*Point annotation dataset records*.
-----
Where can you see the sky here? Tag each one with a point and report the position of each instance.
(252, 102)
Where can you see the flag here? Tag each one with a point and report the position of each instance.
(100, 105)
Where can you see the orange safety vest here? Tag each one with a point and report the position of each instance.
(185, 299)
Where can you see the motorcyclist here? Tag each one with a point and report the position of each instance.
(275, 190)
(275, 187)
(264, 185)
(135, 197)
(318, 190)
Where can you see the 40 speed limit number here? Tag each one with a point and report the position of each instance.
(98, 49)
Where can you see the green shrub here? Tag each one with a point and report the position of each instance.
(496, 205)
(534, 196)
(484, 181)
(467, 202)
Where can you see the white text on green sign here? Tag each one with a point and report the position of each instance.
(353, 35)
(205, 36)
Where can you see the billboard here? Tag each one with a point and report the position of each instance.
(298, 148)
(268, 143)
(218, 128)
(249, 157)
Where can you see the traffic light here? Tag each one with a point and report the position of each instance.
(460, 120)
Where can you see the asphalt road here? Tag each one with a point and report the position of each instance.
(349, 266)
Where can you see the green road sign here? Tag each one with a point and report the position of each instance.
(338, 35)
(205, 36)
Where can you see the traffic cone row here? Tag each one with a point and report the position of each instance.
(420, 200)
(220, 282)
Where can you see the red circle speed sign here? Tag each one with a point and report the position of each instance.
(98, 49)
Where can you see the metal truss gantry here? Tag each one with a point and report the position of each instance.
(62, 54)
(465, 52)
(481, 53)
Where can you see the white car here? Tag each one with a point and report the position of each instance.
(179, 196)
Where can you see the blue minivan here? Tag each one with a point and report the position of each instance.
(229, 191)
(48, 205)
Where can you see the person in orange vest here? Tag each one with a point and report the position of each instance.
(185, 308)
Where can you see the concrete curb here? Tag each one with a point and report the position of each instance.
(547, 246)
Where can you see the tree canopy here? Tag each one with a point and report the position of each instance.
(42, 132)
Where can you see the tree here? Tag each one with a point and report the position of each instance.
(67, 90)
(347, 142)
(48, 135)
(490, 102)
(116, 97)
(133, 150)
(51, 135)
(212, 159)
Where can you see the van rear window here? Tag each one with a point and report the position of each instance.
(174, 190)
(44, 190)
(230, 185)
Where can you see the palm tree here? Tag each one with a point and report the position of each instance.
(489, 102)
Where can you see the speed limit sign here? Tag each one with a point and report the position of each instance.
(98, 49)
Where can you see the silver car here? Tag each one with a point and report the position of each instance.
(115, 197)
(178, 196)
-----
*Set exercise*.
Express everything from the line containing "Where can you see the van" down to the end of the records above as a JSON list of strings, one string per line, with blank lines left out.

*Final answer*.
[
  "Where can you see the van rear window here? Tag each one with a point and report the position of each instance.",
  "(174, 190)",
  "(44, 190)",
  "(230, 185)",
  "Where can you see the palm tree here? Tag each one with a point and report the position of each instance.",
  "(489, 102)",
  "Where can you see the speed limit sign here? Tag each one with a point and report the position of each instance.",
  "(98, 49)",
  "Where can you see the silver car here? Tag each one with a point and report the position of each instance.",
  "(115, 197)",
  "(178, 196)"
]